Stated problem. The records underneath are to be repeated exactly, with the pictures left out.

Data listing:
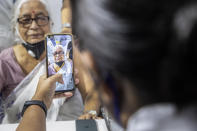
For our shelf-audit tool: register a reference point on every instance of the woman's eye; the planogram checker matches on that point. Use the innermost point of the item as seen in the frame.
(26, 20)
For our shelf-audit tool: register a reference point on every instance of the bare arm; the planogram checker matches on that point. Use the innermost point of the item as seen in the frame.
(34, 116)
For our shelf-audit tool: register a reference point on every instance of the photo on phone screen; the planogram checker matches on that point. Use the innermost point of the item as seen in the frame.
(60, 60)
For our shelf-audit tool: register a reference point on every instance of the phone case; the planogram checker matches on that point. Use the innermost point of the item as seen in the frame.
(86, 125)
(59, 59)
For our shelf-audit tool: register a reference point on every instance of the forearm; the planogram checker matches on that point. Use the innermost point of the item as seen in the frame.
(33, 119)
(92, 102)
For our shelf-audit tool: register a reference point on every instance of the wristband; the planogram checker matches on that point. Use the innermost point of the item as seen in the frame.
(34, 102)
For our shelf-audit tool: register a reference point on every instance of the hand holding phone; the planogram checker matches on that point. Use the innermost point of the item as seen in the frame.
(59, 60)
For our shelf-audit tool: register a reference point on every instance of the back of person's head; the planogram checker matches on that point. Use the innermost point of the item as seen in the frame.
(16, 13)
(150, 43)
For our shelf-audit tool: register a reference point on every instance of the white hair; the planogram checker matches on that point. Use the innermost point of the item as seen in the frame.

Exercise result.
For our shelf-audit tool: register a reference point on every instance of the woman's eye; the planogram checker matches on that point. Use the innermost point of the item as seen in the frame.
(26, 20)
For our shelf-audit tool: register a reference point on every instance of the bare arm; the planogram checker matches on that point. Use the innermost point of the item as seen in the frame.
(34, 116)
For our shelf-audit tool: register a reference point on every instance of the photo on phone screen; the planogram checker matches on that point. Use the innermost point of the item as seen in the frame.
(60, 60)
For our shelf-audit tool: register a reference point on every instance of the phone case; the planogram checker matches on that point. Use the innermost point of the item as seen in the frame.
(86, 125)
(59, 59)
For our shelf-audit tool: register a reference point on every instance of the forearm; the planogram checker matches on that point. Use the innermost point of the item as seen in the frame.
(33, 119)
(92, 102)
For our shelf-audit tool: register a reference point on every instance of the wristband; the planogram checker matches on that point. Use the innermost point of the item as seen in the frame.
(34, 102)
For our shelf-audit tool: register a reference point on every instance of the hand holding phone; the planogram checker matches on that point. Use the innermost point of the item as seen in the frame.
(59, 60)
For our shelf-audit tool: register a reference point on every instance of the back of person's head; the planogram checker matches on that point. Use the innermost point of the item as seen in the frame.
(16, 13)
(150, 43)
For our shelf-audit tool: register a reference point on every instance of the white hair; the planogram checker matches on that point. Use the innermost point of the item as seen in the frame.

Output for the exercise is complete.